◆ TEXT SECTION
Then, this past week, I was looking for something a little different to listen to. Now, the beauty of gathering up every album you can find whenever you can find them is that you always have many tunes around that you've not listened to yet. Especially when you've had a friend dump 600-800 records into your basement in the past year or so.
So, I'm digging around in Ken McLeod's records, and there are plenty of areas where I've not even begun to get into yet, and what do I find? I find not one, but two Phil Oches albums. Yes! I exclaim. What a find!
The one album is a single disc, his "Rehearsal for Retirement" album, while the other one is a two-record set of many of his "hits". I've been listening in earnest to both these records since I made the find and I've found some true gems.
Phil Oches was one of the most influential folk singers of the 1960's. Why isn't he a household name like Bob Dylan or Joan Baez? One of the reasons was because most of his tunes were so controversial that they either never made it to radio, or they were axed after a short time on the air waves.
Oches and Dylan were, in fact, friends in the early '60's, both living in Grenwich Village in New York and plying their trade. The difference between the two, and what eventually led to their falling out, was that Oches lived the part of the folkie totally and completely. Even though he once played to sold out audiences at Carnegie Hall, he could not adjust as the Decade of Love came to an end and the world became an increasingly dark and foreboding place.
He travelled the world playing as many benefit concerts as real paying gigs. He totally believed the dream of the 1960's, but as he watched the Kennedys die, saw the debacle that was Viet Nam, protested at the Democratic Convention in Chicago in 1968 and finally saw the Ohio State National Guard kill four students at Kent State, things came unravelled. All these things troubled him greatly and led him through several dark periods in his life before his death in the mid 1970's.
It was perhaps his participation in the National Democratic Convention in 1968 that was a turning point in his life. The album he released right after the Convention, where he hurried from place to place with his guitar trying to rally the crowd, was Rehearsal for Retirement. On its cover, a tombstone that read: Phil Oches (American), his birth date and the death date listed as the date of the Convention. It was a dark commentary on how he felt about where the country was headed.

◆ ITEMS
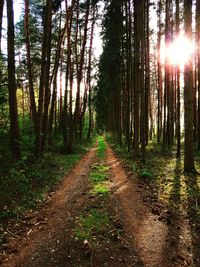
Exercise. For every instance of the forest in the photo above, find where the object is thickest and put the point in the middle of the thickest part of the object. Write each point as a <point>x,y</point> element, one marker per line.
<point>100,133</point>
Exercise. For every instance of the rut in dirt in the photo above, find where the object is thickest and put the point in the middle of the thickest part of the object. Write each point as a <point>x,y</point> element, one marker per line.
<point>144,242</point>
<point>52,228</point>
<point>152,239</point>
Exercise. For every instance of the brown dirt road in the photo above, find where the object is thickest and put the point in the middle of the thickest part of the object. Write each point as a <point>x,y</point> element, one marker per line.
<point>49,241</point>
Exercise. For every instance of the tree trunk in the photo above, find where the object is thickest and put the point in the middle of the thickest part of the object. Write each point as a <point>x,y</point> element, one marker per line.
<point>44,79</point>
<point>14,126</point>
<point>29,65</point>
<point>188,95</point>
<point>198,63</point>
<point>178,130</point>
<point>1,19</point>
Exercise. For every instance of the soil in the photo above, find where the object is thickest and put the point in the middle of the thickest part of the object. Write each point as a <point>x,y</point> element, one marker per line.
<point>144,232</point>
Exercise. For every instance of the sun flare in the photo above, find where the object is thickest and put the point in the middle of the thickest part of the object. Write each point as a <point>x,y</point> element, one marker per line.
<point>179,51</point>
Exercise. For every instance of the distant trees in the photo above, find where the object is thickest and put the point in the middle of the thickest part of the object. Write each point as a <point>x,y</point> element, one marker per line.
<point>188,95</point>
<point>14,124</point>
<point>148,88</point>
<point>53,39</point>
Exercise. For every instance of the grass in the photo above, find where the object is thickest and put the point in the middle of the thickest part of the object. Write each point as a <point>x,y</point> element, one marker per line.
<point>92,224</point>
<point>101,148</point>
<point>27,182</point>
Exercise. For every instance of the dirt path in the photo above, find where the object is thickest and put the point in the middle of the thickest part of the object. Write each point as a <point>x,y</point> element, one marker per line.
<point>156,242</point>
<point>146,240</point>
<point>44,243</point>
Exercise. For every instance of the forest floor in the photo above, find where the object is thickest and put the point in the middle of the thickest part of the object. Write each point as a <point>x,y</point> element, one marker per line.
<point>102,215</point>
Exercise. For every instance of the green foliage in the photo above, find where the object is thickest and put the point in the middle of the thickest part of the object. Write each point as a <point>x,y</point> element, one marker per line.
<point>101,147</point>
<point>147,174</point>
<point>109,80</point>
<point>101,189</point>
<point>98,177</point>
<point>92,224</point>
<point>30,179</point>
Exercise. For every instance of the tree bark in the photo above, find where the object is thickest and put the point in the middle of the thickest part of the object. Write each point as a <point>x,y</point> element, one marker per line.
<point>14,125</point>
<point>188,95</point>
<point>1,20</point>
<point>29,65</point>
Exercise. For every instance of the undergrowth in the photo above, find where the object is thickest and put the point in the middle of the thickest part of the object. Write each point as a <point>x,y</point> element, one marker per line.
<point>162,175</point>
<point>27,182</point>
<point>95,223</point>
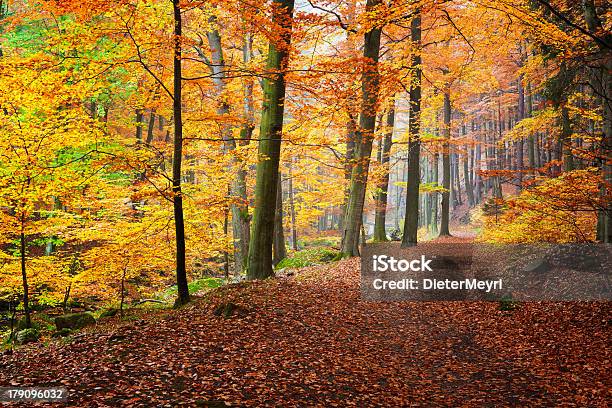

◆ TASK DESCRIPTION
Extend the piece about the Phil Oches albums, picking up after its final sentence.

◆ THE RESPONSE
Oches did some truly weird things during his performance career, including wearing a tacky Elvis suit for several months and doing Buddy Holly cover tunes. As the '70's progressed, Oches behaviour became more and more outrageous as he seemed to try harder and harder to shock society into seeing what was happening and how it was heading toward destruction.
Phil Oches is one of my new heroes – perhaps the only guy from the '60's who refused to sell out in any way. The only guy who kept fighting the good fight until it literally killed him. After giving some of his material a good listen, I agree that he was one of the best and it's a shame that he doesn't get more attention. He deserves to be remembered.
I'm not even sure his stuff has made the jump to CD. It should be required listening for every one in our society. I feel like I should be burning CDs of his stuff and passing them out as my contribution to the future of humanity. Search this guy out – it's worth the effort.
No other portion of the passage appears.